### EXERCISE TASK
Arrange the data from the line containing "A point belongs on each instance of the metal staircase." through the end as a Markdown table with the columns Row and Line, one numbered row per line. Skip blank lines and leave the pictures out.

### THE RECORDS

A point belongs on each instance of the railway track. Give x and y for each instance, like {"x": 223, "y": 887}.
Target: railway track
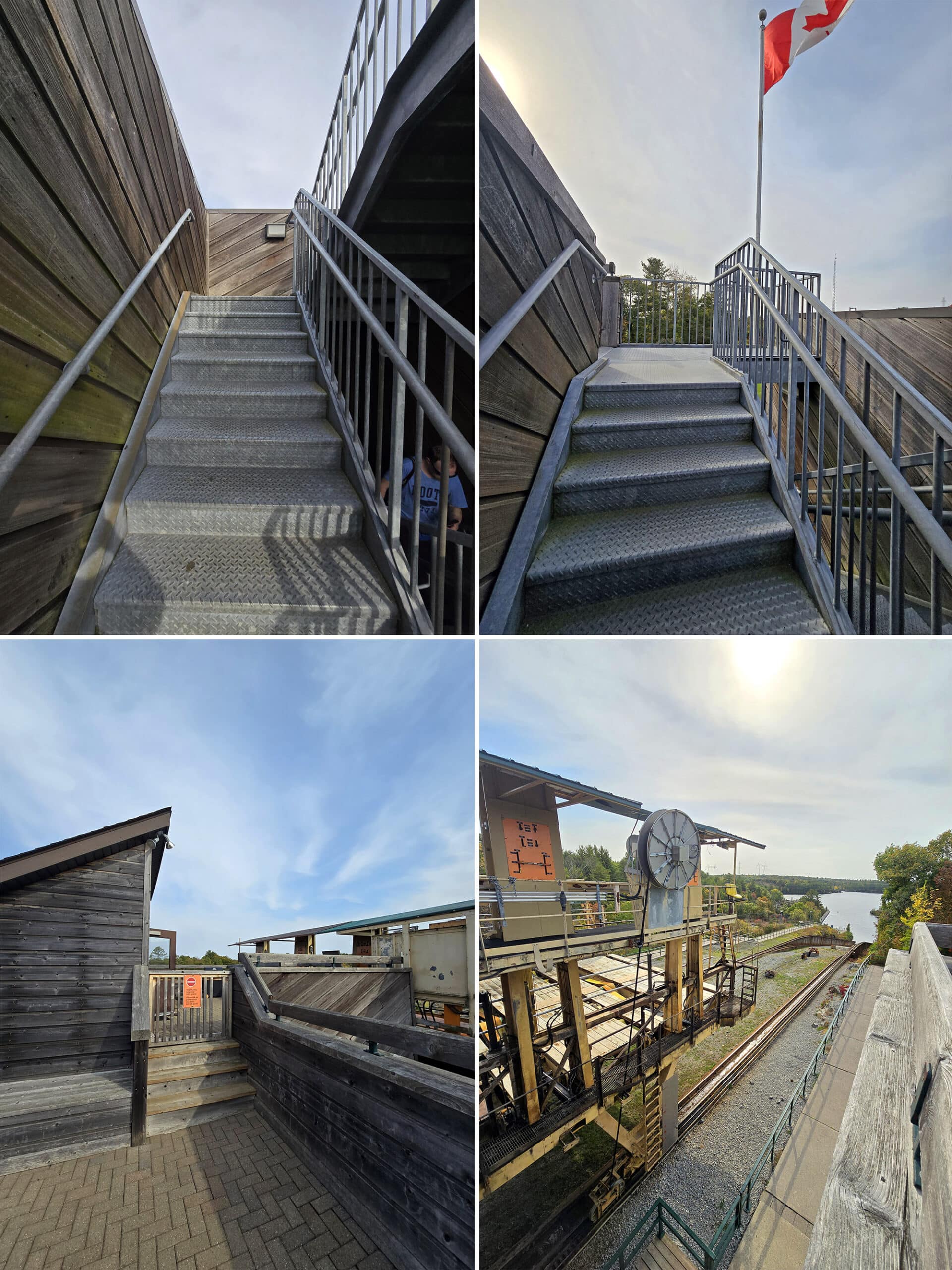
{"x": 567, "y": 1231}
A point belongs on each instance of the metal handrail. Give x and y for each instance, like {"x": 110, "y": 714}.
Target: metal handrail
{"x": 365, "y": 69}
{"x": 770, "y": 328}
{"x": 19, "y": 447}
{"x": 660, "y": 1216}
{"x": 339, "y": 281}
{"x": 494, "y": 337}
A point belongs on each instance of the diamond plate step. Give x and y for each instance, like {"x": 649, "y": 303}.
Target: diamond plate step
{"x": 243, "y": 444}
{"x": 271, "y": 502}
{"x": 643, "y": 427}
{"x": 229, "y": 304}
{"x": 673, "y": 474}
{"x": 239, "y": 321}
{"x": 171, "y": 584}
{"x": 232, "y": 368}
{"x": 586, "y": 559}
{"x": 229, "y": 342}
{"x": 748, "y": 602}
{"x": 635, "y": 395}
{"x": 182, "y": 399}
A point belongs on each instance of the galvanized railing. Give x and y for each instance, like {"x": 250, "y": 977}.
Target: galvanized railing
{"x": 382, "y": 35}
{"x": 381, "y": 341}
{"x": 665, "y": 312}
{"x": 19, "y": 447}
{"x": 662, "y": 1217}
{"x": 878, "y": 564}
{"x": 172, "y": 1021}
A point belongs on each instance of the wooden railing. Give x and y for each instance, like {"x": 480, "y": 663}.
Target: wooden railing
{"x": 173, "y": 1023}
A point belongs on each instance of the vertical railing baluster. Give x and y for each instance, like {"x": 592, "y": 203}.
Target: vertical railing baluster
{"x": 896, "y": 599}
{"x": 418, "y": 466}
{"x": 865, "y": 495}
{"x": 939, "y": 459}
{"x": 397, "y": 417}
{"x": 448, "y": 368}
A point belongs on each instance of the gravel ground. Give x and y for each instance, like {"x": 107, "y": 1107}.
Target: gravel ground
{"x": 701, "y": 1178}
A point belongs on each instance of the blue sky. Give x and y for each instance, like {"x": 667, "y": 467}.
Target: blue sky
{"x": 648, "y": 114}
{"x": 826, "y": 751}
{"x": 310, "y": 781}
{"x": 253, "y": 87}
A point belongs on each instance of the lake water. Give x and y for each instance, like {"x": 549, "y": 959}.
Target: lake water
{"x": 851, "y": 908}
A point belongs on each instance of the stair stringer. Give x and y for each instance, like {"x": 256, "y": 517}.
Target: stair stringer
{"x": 819, "y": 586}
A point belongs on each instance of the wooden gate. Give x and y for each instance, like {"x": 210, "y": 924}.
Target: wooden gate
{"x": 173, "y": 1021}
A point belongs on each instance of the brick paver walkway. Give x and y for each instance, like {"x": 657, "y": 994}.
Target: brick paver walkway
{"x": 229, "y": 1193}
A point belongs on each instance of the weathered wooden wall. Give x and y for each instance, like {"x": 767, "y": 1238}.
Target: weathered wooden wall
{"x": 386, "y": 1133}
{"x": 241, "y": 261}
{"x": 94, "y": 176}
{"x": 67, "y": 948}
{"x": 526, "y": 219}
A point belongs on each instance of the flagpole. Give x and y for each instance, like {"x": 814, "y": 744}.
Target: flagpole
{"x": 761, "y": 127}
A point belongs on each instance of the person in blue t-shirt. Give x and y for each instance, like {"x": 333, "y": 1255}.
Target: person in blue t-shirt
{"x": 431, "y": 475}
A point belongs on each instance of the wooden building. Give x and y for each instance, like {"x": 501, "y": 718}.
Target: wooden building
{"x": 74, "y": 937}
{"x": 527, "y": 218}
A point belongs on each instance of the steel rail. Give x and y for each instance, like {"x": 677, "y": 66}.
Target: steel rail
{"x": 901, "y": 385}
{"x": 583, "y": 1230}
{"x": 711, "y": 1087}
{"x": 913, "y": 507}
{"x": 511, "y": 319}
{"x": 19, "y": 447}
{"x": 448, "y": 431}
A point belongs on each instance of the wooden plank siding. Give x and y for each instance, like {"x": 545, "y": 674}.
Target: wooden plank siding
{"x": 94, "y": 175}
{"x": 385, "y": 1133}
{"x": 241, "y": 261}
{"x": 526, "y": 219}
{"x": 67, "y": 949}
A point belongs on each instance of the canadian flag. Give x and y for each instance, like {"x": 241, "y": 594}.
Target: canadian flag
{"x": 796, "y": 31}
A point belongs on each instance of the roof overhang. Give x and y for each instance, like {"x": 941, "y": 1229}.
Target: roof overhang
{"x": 370, "y": 924}
{"x": 574, "y": 793}
{"x": 30, "y": 867}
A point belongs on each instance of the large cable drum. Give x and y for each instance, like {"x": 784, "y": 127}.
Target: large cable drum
{"x": 669, "y": 849}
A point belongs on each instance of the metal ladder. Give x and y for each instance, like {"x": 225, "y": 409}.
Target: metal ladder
{"x": 652, "y": 1108}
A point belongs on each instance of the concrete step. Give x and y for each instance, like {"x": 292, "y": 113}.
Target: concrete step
{"x": 270, "y": 502}
{"x": 175, "y": 584}
{"x": 670, "y": 474}
{"x": 644, "y": 427}
{"x": 243, "y": 369}
{"x": 191, "y": 1080}
{"x": 192, "y": 1056}
{"x": 243, "y": 444}
{"x": 636, "y": 395}
{"x": 182, "y": 399}
{"x": 606, "y": 556}
{"x": 228, "y": 342}
{"x": 239, "y": 321}
{"x": 771, "y": 601}
{"x": 230, "y": 304}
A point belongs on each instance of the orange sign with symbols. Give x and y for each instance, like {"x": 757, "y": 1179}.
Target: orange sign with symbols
{"x": 529, "y": 849}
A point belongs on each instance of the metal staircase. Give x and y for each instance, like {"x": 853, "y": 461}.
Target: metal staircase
{"x": 652, "y": 1112}
{"x": 663, "y": 524}
{"x": 241, "y": 520}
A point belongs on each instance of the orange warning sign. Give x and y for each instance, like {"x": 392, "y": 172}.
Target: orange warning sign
{"x": 529, "y": 849}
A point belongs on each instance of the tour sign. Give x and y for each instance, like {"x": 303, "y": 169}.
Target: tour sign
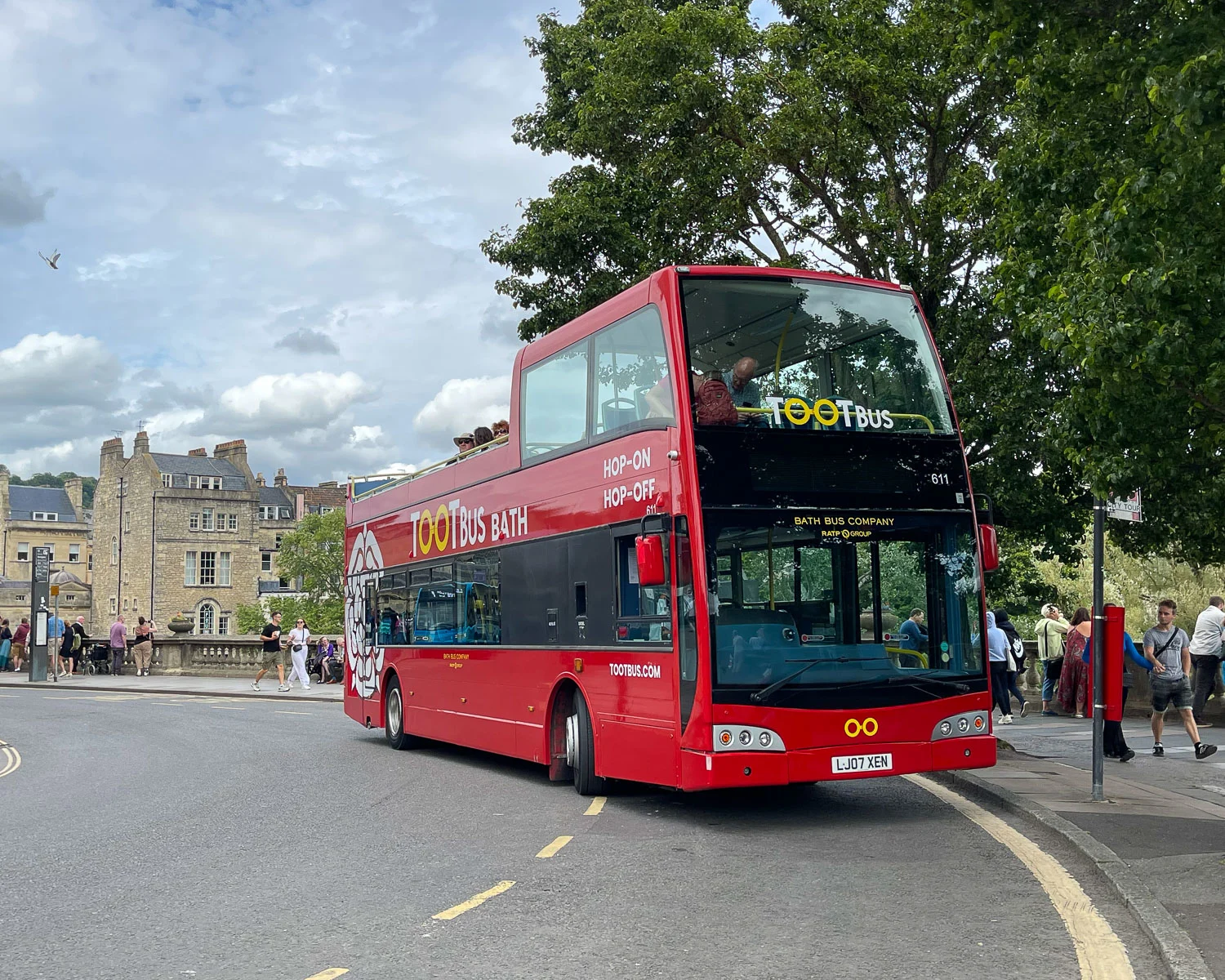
{"x": 1126, "y": 510}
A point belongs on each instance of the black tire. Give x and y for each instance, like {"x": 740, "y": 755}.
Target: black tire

### FINAL ANSWER
| Row | Line |
|---|---|
| 1 | A point belongs on each instance of the metal staircase. Give x and y for each instance, like {"x": 853, "y": 461}. |
| 2 | Target: metal staircase |
| 3 | {"x": 652, "y": 1112} |
| 4 | {"x": 663, "y": 524} |
| 5 | {"x": 241, "y": 520} |
| 6 | A point belongs on each instance of the orange warning sign. Give x and y for each instance, like {"x": 392, "y": 172}. |
| 7 | Target: orange warning sign |
| 8 | {"x": 529, "y": 849} |
| 9 | A point belongs on each instance of the tour sign. Give x and y for each instance, like {"x": 303, "y": 169}. |
| 10 | Target: tour sign |
| 11 | {"x": 1126, "y": 510} |
| 12 | A point belongs on each instance of the black tire. Give x and y for each instance, like {"x": 740, "y": 755}. |
| 13 | Target: black tire |